Records from a collection
^^^^
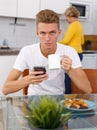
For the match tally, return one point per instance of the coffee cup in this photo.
(54, 61)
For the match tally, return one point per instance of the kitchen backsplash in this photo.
(20, 32)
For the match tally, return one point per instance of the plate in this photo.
(91, 106)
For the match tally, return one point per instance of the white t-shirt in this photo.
(31, 56)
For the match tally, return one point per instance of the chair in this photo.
(92, 76)
(26, 72)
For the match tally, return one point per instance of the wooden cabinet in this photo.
(28, 8)
(90, 61)
(6, 64)
(8, 8)
(58, 6)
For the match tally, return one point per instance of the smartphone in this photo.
(40, 68)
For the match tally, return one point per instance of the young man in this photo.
(48, 30)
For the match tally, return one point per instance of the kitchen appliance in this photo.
(83, 8)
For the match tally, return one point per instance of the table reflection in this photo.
(14, 112)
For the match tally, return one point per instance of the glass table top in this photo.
(15, 116)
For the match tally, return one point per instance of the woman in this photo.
(73, 37)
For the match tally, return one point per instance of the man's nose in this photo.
(47, 36)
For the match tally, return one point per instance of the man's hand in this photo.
(35, 77)
(66, 63)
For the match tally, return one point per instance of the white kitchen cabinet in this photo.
(8, 8)
(6, 64)
(28, 8)
(58, 6)
(90, 61)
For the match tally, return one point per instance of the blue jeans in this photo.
(68, 80)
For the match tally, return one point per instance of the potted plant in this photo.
(88, 44)
(47, 113)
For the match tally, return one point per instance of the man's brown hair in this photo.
(47, 16)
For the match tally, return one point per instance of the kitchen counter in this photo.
(11, 51)
(15, 51)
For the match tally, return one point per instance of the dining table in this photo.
(13, 110)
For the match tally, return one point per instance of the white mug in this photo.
(54, 61)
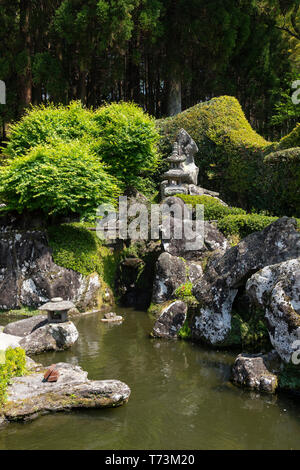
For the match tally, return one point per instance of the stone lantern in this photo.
(57, 309)
(175, 174)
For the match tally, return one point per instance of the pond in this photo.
(181, 398)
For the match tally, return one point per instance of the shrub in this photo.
(61, 178)
(43, 124)
(14, 366)
(127, 139)
(213, 209)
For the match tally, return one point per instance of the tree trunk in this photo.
(26, 77)
(174, 97)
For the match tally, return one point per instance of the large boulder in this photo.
(50, 337)
(171, 272)
(30, 396)
(257, 371)
(170, 321)
(276, 289)
(29, 276)
(217, 289)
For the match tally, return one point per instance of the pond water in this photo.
(181, 398)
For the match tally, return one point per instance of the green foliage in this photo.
(289, 377)
(184, 292)
(291, 140)
(127, 139)
(244, 224)
(75, 247)
(185, 331)
(283, 179)
(61, 178)
(213, 209)
(230, 152)
(249, 332)
(45, 124)
(14, 366)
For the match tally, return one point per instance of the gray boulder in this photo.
(28, 275)
(27, 326)
(257, 371)
(217, 289)
(50, 337)
(30, 396)
(170, 321)
(276, 288)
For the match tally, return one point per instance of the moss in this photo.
(249, 332)
(289, 378)
(184, 292)
(76, 247)
(185, 331)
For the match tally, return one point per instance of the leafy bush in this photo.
(58, 179)
(127, 139)
(283, 181)
(14, 366)
(213, 209)
(75, 247)
(43, 124)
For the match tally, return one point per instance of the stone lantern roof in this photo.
(57, 304)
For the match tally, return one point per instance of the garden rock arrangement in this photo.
(170, 321)
(257, 371)
(31, 396)
(29, 276)
(37, 335)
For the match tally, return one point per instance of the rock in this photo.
(27, 326)
(276, 288)
(217, 289)
(170, 321)
(29, 277)
(30, 397)
(8, 341)
(257, 371)
(171, 272)
(50, 337)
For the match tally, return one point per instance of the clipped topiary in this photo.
(62, 178)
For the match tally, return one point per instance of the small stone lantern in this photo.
(57, 309)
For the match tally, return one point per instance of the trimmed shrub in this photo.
(14, 366)
(213, 209)
(127, 142)
(62, 178)
(231, 153)
(44, 124)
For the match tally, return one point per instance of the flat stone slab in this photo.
(27, 326)
(8, 341)
(30, 396)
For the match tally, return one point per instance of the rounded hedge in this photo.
(61, 178)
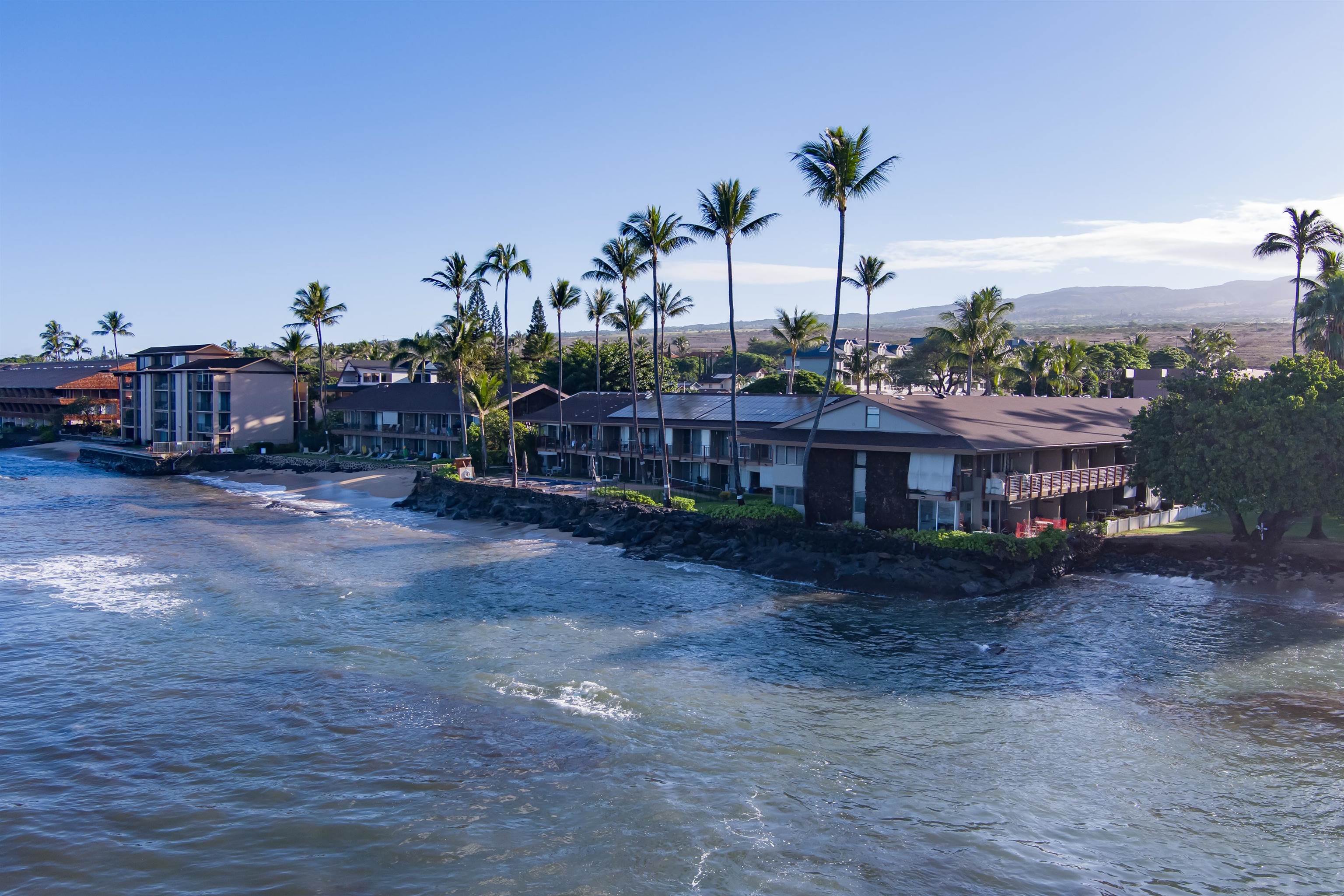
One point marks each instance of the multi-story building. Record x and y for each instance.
(420, 420)
(209, 397)
(1001, 462)
(46, 393)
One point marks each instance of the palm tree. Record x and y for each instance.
(799, 332)
(973, 323)
(833, 168)
(562, 296)
(113, 324)
(503, 262)
(598, 305)
(670, 305)
(314, 308)
(1034, 363)
(869, 276)
(1308, 233)
(484, 393)
(417, 352)
(726, 214)
(463, 343)
(623, 261)
(54, 340)
(658, 234)
(294, 346)
(1069, 366)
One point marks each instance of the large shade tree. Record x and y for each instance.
(503, 264)
(1307, 233)
(729, 213)
(1244, 445)
(869, 274)
(835, 168)
(658, 234)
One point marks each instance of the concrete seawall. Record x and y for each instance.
(853, 560)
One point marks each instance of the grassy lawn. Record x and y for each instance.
(1218, 525)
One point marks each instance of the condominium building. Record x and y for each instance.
(205, 394)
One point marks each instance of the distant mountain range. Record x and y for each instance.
(1239, 300)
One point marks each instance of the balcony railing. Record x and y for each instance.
(1021, 487)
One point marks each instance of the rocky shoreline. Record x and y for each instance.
(846, 559)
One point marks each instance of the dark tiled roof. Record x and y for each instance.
(682, 410)
(178, 350)
(57, 374)
(408, 398)
(581, 407)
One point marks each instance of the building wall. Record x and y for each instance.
(889, 508)
(830, 497)
(262, 409)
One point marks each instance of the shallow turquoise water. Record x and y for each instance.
(216, 692)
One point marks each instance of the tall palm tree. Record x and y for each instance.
(973, 323)
(314, 308)
(1308, 233)
(463, 343)
(800, 331)
(484, 393)
(113, 324)
(78, 346)
(869, 274)
(623, 261)
(562, 296)
(833, 167)
(54, 340)
(598, 304)
(417, 352)
(726, 214)
(294, 346)
(503, 264)
(1034, 363)
(1069, 366)
(658, 234)
(670, 305)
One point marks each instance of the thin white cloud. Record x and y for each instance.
(1221, 241)
(753, 273)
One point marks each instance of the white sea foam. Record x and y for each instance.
(108, 584)
(585, 698)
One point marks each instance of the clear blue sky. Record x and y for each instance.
(192, 164)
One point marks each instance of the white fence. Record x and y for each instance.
(1158, 518)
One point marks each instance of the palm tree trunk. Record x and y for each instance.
(867, 342)
(560, 387)
(733, 394)
(508, 385)
(635, 394)
(658, 388)
(1298, 293)
(831, 370)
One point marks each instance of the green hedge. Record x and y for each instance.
(750, 511)
(990, 543)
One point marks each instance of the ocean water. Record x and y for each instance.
(211, 691)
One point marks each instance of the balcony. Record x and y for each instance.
(1022, 487)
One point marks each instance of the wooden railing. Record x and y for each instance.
(1021, 487)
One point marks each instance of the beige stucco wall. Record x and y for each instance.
(262, 409)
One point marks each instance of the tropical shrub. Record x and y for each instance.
(990, 543)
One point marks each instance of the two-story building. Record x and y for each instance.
(50, 393)
(207, 397)
(1001, 462)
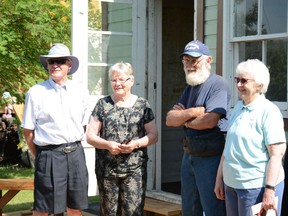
^^^^
TASK OBJECTIVE> Apart from the pictures, all of the data should be repeated exactly.

RESULT OF THIS EXERCISE>
For the match tally, return one point per instance of the coffee cup in this photo.
(54, 61)
For the match tally, return one point per instance of the kitchen backsplash in this photo.
(20, 32)
For the match tally, return one point per instance of the plate in this photo.
(91, 106)
For the match tally, return one point per instance of the white t-shirt in this photo.
(31, 56)
For the match tally, return one point per instance of the chair in this photo.
(92, 76)
(26, 72)
For the match tally, return one point per instance of the wooden cabinet in this photo.
(28, 8)
(90, 61)
(6, 64)
(8, 8)
(58, 6)
For the match tally, return one point per instance of the smartphone in this photo.
(40, 68)
For the match tally, return one point per instance of the young man in this photo.
(48, 30)
For the match tally, return one point per instance of the kitchen appliance in this photo.
(83, 8)
For the match tally, return one point per instance of the table reflection in this photo.
(14, 112)
For the match tally, return one point per instance of the glass table top in this photo.
(15, 116)
For the match tally, return one point per instance of the woman in this photo.
(73, 37)
For the match tally, return one point per instance of the man's nose in this photo.
(47, 36)
For the match tally, return one point per instance of the man's hand in this photo.
(35, 77)
(66, 63)
For the match tally, return one point per instance of the white kitchen cabinet in this photo.
(8, 8)
(6, 64)
(28, 8)
(58, 6)
(90, 61)
For the match tally, return one point per instance of the blue jeans in this photo.
(68, 80)
For the match tally, return one point per instance of the potted plant in this photo.
(88, 44)
(47, 113)
For the match tally, return one point per instance of the man's brown hair in this photo.
(47, 16)
For the match tally, return one point per instance of the kitchen counter in this photo.
(11, 51)
(15, 51)
For the match tally, return one point per instance of the dining table in this photo.
(13, 110)
For the match tally, return one point per instance of the white mug in this photo.
(54, 61)
For the match tally, return one point per instance of the stone lantern in this photo.
(57, 309)
(175, 174)
For the match tally, return one point per instance of the pond in this photo.
(181, 398)
For the match tally, return one point per instance of the shrub in this photo.
(61, 178)
(43, 124)
(14, 366)
(127, 139)
(213, 209)
For the match tally, return one point per instance of the tree trunk in this photo.
(26, 77)
(174, 97)
For the match tally, return one point per instance of the large boulder in this photo.
(50, 337)
(171, 272)
(30, 396)
(257, 371)
(170, 321)
(276, 289)
(29, 276)
(217, 289)
For the match tally, return one point per instance of the pond water in this photo.
(181, 398)
For the match tally, return one point per instance of the green foliage in this photo.
(289, 377)
(184, 292)
(291, 140)
(127, 139)
(244, 224)
(75, 247)
(185, 331)
(283, 179)
(61, 178)
(213, 209)
(230, 152)
(249, 332)
(45, 124)
(14, 366)
For the match tally, return one point per instance of the gray boulder in this photo.
(28, 275)
(27, 326)
(257, 371)
(217, 289)
(50, 337)
(30, 396)
(170, 321)
(276, 288)
For the match tally, return one point per instance of the moss in this photo.
(249, 332)
(289, 378)
(184, 292)
(76, 247)
(185, 331)
For the match tally, return one point per instance of the leafy bush in this photo.
(58, 179)
(127, 139)
(283, 181)
(14, 366)
(213, 209)
(75, 247)
(43, 124)
For the match tally, return one point per instance of the stone lantern roof in this photo.
(57, 304)
For the match tally, return one point per instance of the garden rock arrangement in this photo.
(170, 321)
(257, 371)
(31, 396)
(29, 276)
(37, 335)
For the match tally, return one point per instance of the rock in this photo.
(27, 326)
(276, 288)
(217, 289)
(170, 321)
(29, 277)
(30, 397)
(8, 341)
(257, 371)
(171, 272)
(50, 337)
For the match tally, return one point per instance of the clipped topiary in this photo.
(62, 178)
For the match tally, return one point per instance of the small stone lantern in this photo.
(57, 309)
For the match tally, return one point per instance of the trimmed shrub in this photo.
(14, 366)
(213, 209)
(127, 142)
(62, 178)
(231, 153)
(44, 124)
For the match tally, return one point per instance of the flat stone slab in this photo.
(27, 326)
(8, 341)
(30, 396)
For the match tally, return one point per instance of the rounded hedge in this photo.
(61, 178)
One point marks each instance of the multi-story building. Record x and y for each instance.
(420, 420)
(209, 397)
(1001, 462)
(46, 393)
One point marks each instance of the palm tree. Record x and y for each instance.
(799, 332)
(973, 323)
(833, 168)
(562, 296)
(113, 324)
(503, 262)
(598, 305)
(670, 305)
(314, 308)
(1034, 363)
(869, 276)
(1308, 233)
(484, 393)
(417, 352)
(726, 214)
(463, 343)
(623, 261)
(54, 340)
(658, 234)
(294, 346)
(1069, 366)
One point marks each instance of the large shade tree. Record x and y for each instance.
(503, 264)
(1307, 233)
(729, 213)
(1244, 445)
(869, 274)
(835, 168)
(658, 234)
One point marks each instance of the concrete seawall. Record x and y for each instance.
(853, 560)
One point marks each instance of the grassy lawn. Record x and y for each instance.
(1218, 525)
One point marks each instance of the condominium building. Record x and y for each instance.
(205, 394)
One point marks each instance of the distant mountain range. Record x and y for each instance.
(1239, 300)
One point marks each instance of the balcony railing. Record x and y for each instance.
(1021, 487)
One point marks each instance of the rocky shoreline. Record x and y for each instance.
(846, 559)
One point marks each instance of the dark tiled roof. Record x and y for each instance.
(682, 410)
(178, 350)
(57, 374)
(408, 398)
(581, 407)
One point marks each instance of the building wall. Record x and y for each instance.
(889, 508)
(830, 497)
(262, 409)
One point marks each instance of the shallow turquoise water. Record x and y for each instance.
(216, 692)
One point marks each instance of the tall palm tree. Record x and y for each instance.
(973, 323)
(314, 308)
(1308, 233)
(463, 343)
(800, 331)
(484, 393)
(113, 324)
(78, 346)
(869, 274)
(623, 261)
(562, 296)
(833, 167)
(54, 340)
(598, 304)
(417, 352)
(726, 214)
(294, 346)
(503, 264)
(1034, 363)
(1069, 366)
(658, 234)
(670, 305)
One point marks each instance of the thin white cloud. Record x and y for each instance.
(1221, 241)
(753, 273)
One point marks each instance of the white sea foam. Record x and y for each instance.
(108, 584)
(585, 698)
One point marks each instance of the clear blue sky. Record x and y for each instance.
(192, 164)
One point marks each instance of the white fence. Record x and y for each instance.
(1158, 518)
One point marks each instance of the palm tree trunk. Record x and y for each instance.
(867, 342)
(560, 387)
(733, 394)
(508, 385)
(635, 394)
(658, 388)
(1298, 293)
(831, 370)
One point marks each instance of the green hedge. Record x and y for each instance.
(750, 511)
(990, 543)
One point marks each instance of the ocean water. Record x and y for each instance.
(211, 691)
One point marks each instance of the balcony. Record x and y for each instance.
(1022, 487)
One point marks each instance of the wooden railing. Record x and y for each instance.
(1021, 487)
One point marks each instance of the beige stucco wall. Record x and y for each instance.
(262, 409)
One point marks each instance of the tropical shrub. Record x and y for each instance.
(990, 543)
One point marks each instance of the two-story building. Record x and y for each instance.
(50, 393)
(207, 397)
(1001, 462)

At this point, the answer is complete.